Task to complete:
Find each line in the records that contains the string "tail" and copy it out, matching case exactly.

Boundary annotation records
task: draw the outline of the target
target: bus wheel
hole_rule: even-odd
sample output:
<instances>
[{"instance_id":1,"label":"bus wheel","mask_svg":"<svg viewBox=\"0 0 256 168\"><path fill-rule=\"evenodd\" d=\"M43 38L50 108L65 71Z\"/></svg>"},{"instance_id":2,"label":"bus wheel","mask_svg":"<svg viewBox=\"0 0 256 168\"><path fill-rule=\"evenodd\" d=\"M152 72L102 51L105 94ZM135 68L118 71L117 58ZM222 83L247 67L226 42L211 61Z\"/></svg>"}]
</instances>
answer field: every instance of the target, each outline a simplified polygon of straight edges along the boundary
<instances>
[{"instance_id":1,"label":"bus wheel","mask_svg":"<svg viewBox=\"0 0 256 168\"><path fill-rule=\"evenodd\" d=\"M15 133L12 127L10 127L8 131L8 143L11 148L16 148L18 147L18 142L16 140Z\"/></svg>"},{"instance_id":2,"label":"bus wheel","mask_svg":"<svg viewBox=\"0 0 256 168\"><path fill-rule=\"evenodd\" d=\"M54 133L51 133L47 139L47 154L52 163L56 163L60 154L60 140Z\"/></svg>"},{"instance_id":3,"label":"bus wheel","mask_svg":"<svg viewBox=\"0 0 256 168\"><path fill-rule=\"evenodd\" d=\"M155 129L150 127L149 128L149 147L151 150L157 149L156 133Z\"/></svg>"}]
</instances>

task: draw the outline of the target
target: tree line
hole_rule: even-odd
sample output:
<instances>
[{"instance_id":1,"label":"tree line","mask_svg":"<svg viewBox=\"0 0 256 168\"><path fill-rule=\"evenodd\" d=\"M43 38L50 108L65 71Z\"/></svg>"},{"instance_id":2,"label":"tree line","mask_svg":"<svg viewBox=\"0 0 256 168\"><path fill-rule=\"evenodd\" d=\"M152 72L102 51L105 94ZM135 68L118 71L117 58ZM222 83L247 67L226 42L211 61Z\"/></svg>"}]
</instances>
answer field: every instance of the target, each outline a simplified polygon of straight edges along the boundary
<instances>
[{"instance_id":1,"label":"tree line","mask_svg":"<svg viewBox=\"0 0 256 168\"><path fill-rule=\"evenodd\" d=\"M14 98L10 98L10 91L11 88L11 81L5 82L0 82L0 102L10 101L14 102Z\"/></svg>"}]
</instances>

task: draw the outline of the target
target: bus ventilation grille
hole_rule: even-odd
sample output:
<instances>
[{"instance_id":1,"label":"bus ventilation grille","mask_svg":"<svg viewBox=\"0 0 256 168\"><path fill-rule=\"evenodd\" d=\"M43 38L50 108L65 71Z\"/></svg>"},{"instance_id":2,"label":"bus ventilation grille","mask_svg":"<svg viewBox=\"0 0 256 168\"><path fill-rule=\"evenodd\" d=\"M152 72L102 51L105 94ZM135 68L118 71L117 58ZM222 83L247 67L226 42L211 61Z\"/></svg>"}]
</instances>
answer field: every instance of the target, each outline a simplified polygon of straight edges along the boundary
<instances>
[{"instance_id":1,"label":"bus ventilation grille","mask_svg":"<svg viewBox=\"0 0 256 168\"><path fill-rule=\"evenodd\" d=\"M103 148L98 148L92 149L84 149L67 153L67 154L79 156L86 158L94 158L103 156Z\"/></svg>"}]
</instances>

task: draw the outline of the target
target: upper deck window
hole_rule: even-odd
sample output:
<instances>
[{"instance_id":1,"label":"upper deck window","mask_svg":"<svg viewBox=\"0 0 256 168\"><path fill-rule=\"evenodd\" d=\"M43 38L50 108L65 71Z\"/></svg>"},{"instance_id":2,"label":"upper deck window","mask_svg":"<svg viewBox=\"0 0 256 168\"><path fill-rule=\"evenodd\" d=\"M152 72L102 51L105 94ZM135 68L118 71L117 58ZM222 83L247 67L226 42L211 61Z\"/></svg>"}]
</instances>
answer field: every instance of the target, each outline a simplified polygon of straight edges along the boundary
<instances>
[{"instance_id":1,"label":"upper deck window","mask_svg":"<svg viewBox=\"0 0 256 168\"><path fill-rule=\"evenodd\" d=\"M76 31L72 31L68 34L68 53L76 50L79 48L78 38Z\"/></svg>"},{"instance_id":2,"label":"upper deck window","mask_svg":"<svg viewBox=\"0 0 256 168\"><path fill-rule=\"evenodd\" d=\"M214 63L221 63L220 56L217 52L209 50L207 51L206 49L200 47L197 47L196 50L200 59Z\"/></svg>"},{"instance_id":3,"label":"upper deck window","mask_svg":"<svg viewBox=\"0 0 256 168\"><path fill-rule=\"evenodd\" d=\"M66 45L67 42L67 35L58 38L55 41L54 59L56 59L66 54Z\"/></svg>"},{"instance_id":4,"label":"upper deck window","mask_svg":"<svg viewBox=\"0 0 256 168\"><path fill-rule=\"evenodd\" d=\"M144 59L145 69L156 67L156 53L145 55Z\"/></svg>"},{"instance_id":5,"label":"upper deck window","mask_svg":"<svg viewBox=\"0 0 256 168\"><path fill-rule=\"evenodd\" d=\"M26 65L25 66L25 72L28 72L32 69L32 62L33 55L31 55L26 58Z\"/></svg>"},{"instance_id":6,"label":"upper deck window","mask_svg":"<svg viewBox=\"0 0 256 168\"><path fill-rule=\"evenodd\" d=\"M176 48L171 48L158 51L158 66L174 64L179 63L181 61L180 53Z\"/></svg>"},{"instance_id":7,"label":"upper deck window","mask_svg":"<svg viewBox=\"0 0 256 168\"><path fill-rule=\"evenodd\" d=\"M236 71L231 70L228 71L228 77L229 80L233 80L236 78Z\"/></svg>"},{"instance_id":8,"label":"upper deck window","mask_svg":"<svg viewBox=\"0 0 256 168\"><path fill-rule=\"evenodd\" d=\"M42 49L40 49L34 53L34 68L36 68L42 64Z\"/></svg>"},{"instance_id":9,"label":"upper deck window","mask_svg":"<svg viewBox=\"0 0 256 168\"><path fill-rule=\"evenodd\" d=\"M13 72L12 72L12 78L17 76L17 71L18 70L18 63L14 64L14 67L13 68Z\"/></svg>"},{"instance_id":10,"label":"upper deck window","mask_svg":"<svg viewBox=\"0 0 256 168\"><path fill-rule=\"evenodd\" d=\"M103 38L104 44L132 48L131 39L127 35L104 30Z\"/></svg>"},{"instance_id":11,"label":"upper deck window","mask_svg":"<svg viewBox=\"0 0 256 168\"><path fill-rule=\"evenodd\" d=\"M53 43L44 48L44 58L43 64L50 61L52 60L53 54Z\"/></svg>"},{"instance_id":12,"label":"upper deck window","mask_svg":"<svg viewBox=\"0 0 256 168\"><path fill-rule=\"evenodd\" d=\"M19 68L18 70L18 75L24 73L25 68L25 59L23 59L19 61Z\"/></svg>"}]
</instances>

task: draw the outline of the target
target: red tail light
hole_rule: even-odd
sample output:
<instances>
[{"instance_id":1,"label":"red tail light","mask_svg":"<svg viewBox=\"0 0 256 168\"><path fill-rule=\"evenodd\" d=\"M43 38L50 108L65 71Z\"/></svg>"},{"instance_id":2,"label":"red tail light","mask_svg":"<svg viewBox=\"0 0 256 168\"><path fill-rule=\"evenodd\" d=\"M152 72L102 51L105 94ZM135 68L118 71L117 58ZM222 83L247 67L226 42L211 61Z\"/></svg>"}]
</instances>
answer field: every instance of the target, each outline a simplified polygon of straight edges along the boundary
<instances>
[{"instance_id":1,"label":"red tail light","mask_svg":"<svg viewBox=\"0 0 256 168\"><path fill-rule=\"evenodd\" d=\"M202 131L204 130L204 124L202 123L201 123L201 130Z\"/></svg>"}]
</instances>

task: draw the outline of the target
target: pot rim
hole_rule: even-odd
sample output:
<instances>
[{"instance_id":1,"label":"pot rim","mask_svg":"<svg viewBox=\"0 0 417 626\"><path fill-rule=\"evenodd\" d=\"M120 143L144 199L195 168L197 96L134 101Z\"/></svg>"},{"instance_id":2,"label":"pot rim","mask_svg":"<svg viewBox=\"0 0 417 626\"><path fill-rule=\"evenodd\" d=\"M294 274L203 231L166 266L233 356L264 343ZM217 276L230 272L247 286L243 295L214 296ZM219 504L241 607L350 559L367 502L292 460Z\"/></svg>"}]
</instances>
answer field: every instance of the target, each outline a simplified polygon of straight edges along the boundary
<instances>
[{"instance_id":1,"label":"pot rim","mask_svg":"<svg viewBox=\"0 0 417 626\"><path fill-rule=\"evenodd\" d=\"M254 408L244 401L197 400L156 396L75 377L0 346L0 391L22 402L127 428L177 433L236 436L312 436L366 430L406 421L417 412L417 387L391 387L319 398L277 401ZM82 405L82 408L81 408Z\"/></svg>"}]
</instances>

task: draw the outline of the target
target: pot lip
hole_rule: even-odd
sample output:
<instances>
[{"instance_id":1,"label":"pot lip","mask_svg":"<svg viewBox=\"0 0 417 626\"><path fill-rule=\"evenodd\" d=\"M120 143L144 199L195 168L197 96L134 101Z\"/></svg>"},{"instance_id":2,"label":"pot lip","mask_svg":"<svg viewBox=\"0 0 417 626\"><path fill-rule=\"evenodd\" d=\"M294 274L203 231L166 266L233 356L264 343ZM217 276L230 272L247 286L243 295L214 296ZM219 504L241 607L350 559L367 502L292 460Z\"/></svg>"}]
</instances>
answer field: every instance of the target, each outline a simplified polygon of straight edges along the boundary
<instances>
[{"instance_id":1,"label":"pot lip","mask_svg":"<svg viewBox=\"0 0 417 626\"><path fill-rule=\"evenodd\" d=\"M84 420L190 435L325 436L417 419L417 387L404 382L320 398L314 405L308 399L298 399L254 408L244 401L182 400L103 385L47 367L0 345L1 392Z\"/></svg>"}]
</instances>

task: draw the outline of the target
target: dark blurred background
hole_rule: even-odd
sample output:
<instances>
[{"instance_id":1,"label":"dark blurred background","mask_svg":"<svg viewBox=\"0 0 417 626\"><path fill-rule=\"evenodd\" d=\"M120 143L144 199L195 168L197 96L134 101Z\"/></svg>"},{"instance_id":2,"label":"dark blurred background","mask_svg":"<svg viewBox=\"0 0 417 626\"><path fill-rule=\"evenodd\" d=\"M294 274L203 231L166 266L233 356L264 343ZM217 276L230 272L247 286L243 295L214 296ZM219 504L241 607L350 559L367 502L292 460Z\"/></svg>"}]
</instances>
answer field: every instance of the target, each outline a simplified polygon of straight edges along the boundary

Result:
target: red tail light
[{"instance_id":1,"label":"red tail light","mask_svg":"<svg viewBox=\"0 0 256 168\"><path fill-rule=\"evenodd\" d=\"M43 38L50 108L65 71Z\"/></svg>"},{"instance_id":2,"label":"red tail light","mask_svg":"<svg viewBox=\"0 0 256 168\"><path fill-rule=\"evenodd\" d=\"M152 72L102 51L105 94ZM135 68L118 71L117 58ZM222 83L247 67L226 42L211 61Z\"/></svg>"}]
[{"instance_id":1,"label":"red tail light","mask_svg":"<svg viewBox=\"0 0 256 168\"><path fill-rule=\"evenodd\" d=\"M202 131L204 130L204 124L202 123L201 123L201 130Z\"/></svg>"}]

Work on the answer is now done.